The exercise:
Format the rows below as a two-column CSV with the header instruction,output, giving one CSV line per row: the row's text in the instruction field and all of its answer in the output field, each field quoted and with line breaks replaced by spaces.

··· Data rows ···

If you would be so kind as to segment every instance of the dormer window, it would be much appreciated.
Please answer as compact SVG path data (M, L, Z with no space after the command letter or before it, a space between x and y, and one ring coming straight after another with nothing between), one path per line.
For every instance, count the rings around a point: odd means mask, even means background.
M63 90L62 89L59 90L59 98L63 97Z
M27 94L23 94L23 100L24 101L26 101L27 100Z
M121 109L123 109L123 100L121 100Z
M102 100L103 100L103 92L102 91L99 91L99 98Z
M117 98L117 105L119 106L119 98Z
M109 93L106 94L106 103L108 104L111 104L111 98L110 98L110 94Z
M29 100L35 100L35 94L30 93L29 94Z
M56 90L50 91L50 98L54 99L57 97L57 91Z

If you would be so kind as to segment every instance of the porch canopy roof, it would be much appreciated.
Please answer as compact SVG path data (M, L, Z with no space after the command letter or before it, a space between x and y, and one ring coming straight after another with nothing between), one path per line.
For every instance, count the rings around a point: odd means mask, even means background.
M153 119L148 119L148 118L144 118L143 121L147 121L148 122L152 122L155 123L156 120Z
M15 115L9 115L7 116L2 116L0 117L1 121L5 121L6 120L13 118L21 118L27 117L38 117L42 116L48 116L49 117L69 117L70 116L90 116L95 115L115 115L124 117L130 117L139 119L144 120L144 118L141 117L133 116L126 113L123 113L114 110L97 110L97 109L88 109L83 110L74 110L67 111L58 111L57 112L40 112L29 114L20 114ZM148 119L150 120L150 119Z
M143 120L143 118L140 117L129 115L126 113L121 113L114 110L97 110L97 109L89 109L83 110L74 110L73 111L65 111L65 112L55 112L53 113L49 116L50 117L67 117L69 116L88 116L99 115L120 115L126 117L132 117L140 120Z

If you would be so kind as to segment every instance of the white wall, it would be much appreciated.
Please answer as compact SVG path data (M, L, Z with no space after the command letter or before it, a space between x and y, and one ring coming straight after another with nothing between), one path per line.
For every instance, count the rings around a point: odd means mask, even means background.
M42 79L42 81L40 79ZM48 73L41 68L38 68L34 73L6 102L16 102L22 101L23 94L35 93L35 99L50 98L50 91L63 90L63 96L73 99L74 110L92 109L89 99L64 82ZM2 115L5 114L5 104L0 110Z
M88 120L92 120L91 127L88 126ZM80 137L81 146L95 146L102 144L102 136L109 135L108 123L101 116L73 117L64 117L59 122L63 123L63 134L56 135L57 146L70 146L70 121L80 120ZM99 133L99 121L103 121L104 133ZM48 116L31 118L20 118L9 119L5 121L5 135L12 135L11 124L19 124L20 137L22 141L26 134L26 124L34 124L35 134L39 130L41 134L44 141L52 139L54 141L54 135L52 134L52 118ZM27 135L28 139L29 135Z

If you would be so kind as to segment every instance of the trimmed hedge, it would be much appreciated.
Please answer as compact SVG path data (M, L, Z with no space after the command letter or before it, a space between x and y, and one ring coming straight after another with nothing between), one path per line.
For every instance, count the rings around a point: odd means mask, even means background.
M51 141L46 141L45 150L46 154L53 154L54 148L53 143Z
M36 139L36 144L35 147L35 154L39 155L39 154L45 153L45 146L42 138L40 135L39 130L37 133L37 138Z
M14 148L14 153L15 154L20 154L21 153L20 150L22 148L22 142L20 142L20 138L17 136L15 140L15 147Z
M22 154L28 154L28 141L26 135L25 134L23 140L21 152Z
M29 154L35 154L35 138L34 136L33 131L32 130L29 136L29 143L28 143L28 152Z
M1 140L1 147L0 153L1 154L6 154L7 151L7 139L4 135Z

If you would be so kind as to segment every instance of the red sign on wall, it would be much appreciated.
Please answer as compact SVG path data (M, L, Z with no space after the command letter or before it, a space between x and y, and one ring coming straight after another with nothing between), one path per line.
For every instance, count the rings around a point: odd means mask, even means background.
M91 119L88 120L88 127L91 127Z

···

Problem solution:
instruction,output
"If you would be so kind as to segment every instance of the dormer window, it would be much appreciated. Please answer as compact SVG path data (M, L, Z with no space after the command letter or before it, a space between x and y, and one ring coming straight after another with nothing between), one path per line. For every instance, count the rings around a point: odd means mask, even means background.","M63 90L62 89L59 90L59 98L63 97Z M27 94L23 94L23 100L24 101L26 101L27 100Z M121 109L123 109L123 100L121 100Z M102 100L103 100L103 92L102 91L99 91L99 98Z M117 98L117 105L119 106L119 98Z M109 93L106 94L106 103L108 104L111 104L111 98L110 98L110 94Z M29 100L35 100L35 94L30 93L29 94Z M56 90L50 91L50 98L54 99L57 97L57 91Z"
"If you would be so kind as to segment every instance of the porch canopy roof, it would be much appreciated. Please answer as compact SVG path data (M, L, Z with no space after the command letter or before it, a space between x and y, and one ring coming straight after another with nothing between), one path per line. For every instance, count the rings around a point: odd means mask, even means background.","M153 119L148 119L148 118L144 118L143 121L147 121L148 122L152 122L155 123L156 120Z M15 115L9 115L7 116L2 116L0 117L1 121L5 121L6 120L13 118L21 118L27 117L38 117L42 116L48 116L49 117L69 117L70 116L90 116L95 115L115 115L124 117L130 117L139 119L144 120L144 118L141 117L133 116L126 113L123 113L114 110L97 110L97 109L88 109L83 110L74 110L67 111L58 111L57 112L40 112L29 114L20 114ZM148 119L150 120L150 119Z M143 120L143 118L140 117L129 115L126 113L121 113L114 110L97 110L97 109L89 109L83 110L74 110L73 111L65 111L65 112L55 112L53 113L49 116L50 117L67 117L69 116L88 116L99 115L120 115L126 117L132 117L140 120Z"
"If you would be so kind as to segment every instance of the white wall, it would be much appreciated. Please answer as compact SVG path data (M, L, Z with no space after the command letter or before it, a space between x and y, and one ring coming straight after another with nothing between), one path per line. For every instance, count the rings around a point: odd means mask, even means background.","M42 79L42 81L40 79ZM48 73L41 68L38 68L34 73L6 102L16 102L22 101L23 94L35 93L35 99L50 98L50 91L63 90L63 96L73 99L74 110L92 109L89 99L64 82ZM2 115L5 114L5 104L0 110Z M88 120L92 120L91 127L88 126ZM80 137L81 146L95 146L102 144L102 136L109 135L108 123L101 116L73 117L64 117L59 122L63 123L63 134L56 135L57 146L70 146L70 121L80 120ZM99 133L99 121L103 121L104 133ZM48 116L31 118L20 118L9 119L5 121L5 135L12 135L11 124L19 124L20 137L22 141L26 134L26 124L34 124L35 134L39 130L41 134L44 141L52 139L54 141L54 135L52 134L52 118ZM27 135L28 139L29 135Z"
"If you would be so kind as to segment every instance of the trimmed hedge, it would be much appreciated. Please answer as compact SVG path data (M, L, Z with no space after the command letter or before it, a space between x and y, and one ring coming straight after another with nothing between), one path per line. For every instance, count the rings around a point: odd means mask, even means background.","M51 141L46 141L45 150L46 154L53 154L54 148L53 143Z M36 139L36 144L35 147L35 154L39 155L39 154L45 153L45 146L42 138L40 135L39 130L37 133L37 138Z M14 148L14 153L15 154L20 154L21 153L20 150L22 148L22 142L20 142L20 138L17 136L15 140L15 147Z M22 154L28 154L28 141L26 135L25 134L23 140L21 152Z M29 154L35 154L35 138L34 136L33 131L32 130L29 136L29 143L28 143L28 152Z M1 140L1 147L0 153L1 154L6 154L7 151L7 139L4 135Z"
"If you would be so kind as to segment every instance of the red sign on wall, it would be much appreciated. Please answer as compact SVG path data (M, L, Z with no space after the command letter or before it, a space between x and y, and one ring coming straight after another with nothing between), one path per line. For every instance, count the rings around a point: odd means mask, even means background.","M91 119L88 120L88 127L91 127Z"